_WHAT IS EXPECTED_
Update the material by replacing "bottle" with "flask" and keep every other part the same.

_RECORDS SUPPLIED_
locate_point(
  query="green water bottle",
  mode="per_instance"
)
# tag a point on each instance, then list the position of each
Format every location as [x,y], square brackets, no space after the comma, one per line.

_TASK OUTPUT_
locate_point(
  query="green water flask",
  mode="per_instance"
)
# tag a point on each instance, then list the position of each
Format every location as [x,y], square brackets, no space after the comma, one per line.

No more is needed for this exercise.